**What to do:**
[1] From the Benavides extract below, list the ranks Benavides rose to after joining the army, with the year given for each.
[2] Translate this sentence from the Benavides extract below into Spanish: "In 1738, he joined the Spanish Army as a cadet, eventually being posted to Málaga, Ceuta and Melilla."

**Extract:**
↓↓↓

Ambrosio de Benavides Medina Liñán y Torres (January 20, 1718 - April 27, 1787) was a Spanish colonial administrator who served as Royal Governor of Puerto Rico, Royal Governor of Charcas and Royal Governor of Chile.

==Early life==
Benavides was born in Granada, the son of Juan Carlos de Benavides Mesía Ponce de León, head of the Inquisition in Cordoba, and of his wife, María Teresa de Medina Liñán y Torres. In 1738, he joined the Spanish Army as a cadet, eventually being posted to Málaga, Ceuta and Melilla. He became an infantry captain in 1741, a sergeant major in 1754, a lieutenant colonel in 1760 and a full colonel in 1761. On September 25, 1760, he was appointed governor of Puerto Rico by King Ferdinand VI of Spain.

==As governor of Chile==
Benavides was notified of his appointment as Captain General of Chile in May 1780, and immediately started the long trip overland. He had to stop and winter in the city of Mendoza but finally managed to arrive in Santiago on December 11, assuming his position the next day. Nonetheless, the long and arduous journey took a heavy toll on his health from which he never really recovered.

↑↑↑

**Data:**
↓↓↓

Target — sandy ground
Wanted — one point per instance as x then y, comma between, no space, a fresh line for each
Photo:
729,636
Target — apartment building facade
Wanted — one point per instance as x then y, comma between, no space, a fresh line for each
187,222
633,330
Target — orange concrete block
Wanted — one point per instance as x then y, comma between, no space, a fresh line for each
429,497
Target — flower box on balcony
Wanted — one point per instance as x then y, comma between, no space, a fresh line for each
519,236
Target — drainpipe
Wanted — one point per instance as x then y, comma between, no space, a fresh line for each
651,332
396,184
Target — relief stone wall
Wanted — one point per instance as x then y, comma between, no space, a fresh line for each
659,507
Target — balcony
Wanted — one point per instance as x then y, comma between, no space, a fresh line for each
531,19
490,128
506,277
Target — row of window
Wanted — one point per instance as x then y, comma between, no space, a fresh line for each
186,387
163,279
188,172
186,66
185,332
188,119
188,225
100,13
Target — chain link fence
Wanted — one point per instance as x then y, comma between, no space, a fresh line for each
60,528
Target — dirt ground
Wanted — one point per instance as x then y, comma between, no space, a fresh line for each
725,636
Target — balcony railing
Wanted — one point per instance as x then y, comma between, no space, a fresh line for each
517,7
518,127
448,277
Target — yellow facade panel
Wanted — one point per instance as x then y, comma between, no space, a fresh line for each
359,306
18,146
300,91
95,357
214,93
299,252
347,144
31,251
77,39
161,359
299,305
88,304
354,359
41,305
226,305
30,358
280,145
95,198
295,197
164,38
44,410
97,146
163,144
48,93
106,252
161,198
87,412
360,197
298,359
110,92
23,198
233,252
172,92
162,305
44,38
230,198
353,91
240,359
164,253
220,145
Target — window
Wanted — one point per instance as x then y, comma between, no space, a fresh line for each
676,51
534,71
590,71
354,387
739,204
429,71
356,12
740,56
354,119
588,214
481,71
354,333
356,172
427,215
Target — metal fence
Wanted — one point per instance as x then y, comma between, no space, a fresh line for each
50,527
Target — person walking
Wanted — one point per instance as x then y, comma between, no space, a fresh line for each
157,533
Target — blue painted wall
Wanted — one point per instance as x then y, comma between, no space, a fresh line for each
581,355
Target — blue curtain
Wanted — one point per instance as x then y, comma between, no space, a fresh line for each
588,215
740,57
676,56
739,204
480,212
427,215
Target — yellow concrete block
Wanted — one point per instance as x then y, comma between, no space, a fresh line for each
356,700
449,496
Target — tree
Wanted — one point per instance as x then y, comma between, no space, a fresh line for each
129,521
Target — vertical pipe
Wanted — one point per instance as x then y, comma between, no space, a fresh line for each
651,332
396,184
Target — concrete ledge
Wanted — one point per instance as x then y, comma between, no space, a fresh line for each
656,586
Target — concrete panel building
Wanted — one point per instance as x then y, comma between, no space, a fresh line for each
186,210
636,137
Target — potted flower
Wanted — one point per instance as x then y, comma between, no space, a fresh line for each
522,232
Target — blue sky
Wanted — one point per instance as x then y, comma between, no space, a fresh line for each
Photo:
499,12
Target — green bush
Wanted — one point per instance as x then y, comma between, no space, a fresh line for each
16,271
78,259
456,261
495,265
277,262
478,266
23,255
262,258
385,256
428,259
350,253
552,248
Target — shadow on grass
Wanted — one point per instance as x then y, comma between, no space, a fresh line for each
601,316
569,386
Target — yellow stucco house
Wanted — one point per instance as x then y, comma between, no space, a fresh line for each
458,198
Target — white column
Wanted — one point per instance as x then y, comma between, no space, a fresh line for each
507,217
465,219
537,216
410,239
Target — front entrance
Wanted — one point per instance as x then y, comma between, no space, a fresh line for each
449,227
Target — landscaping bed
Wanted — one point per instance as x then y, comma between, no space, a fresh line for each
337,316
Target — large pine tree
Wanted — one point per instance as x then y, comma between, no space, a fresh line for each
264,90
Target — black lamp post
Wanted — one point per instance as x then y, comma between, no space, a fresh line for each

↑↑↑

**Answers to the tasks:**
[1]
- Infantry captain (1741)
- Sergeant major (1754)
- Lieutenant colonel (1760)
- Full colonel (1761)

[2] En 1738 ingresó en el Ejército español como cadete y con el tiempo fue destinado a Málaga, Ceuta y Melilla.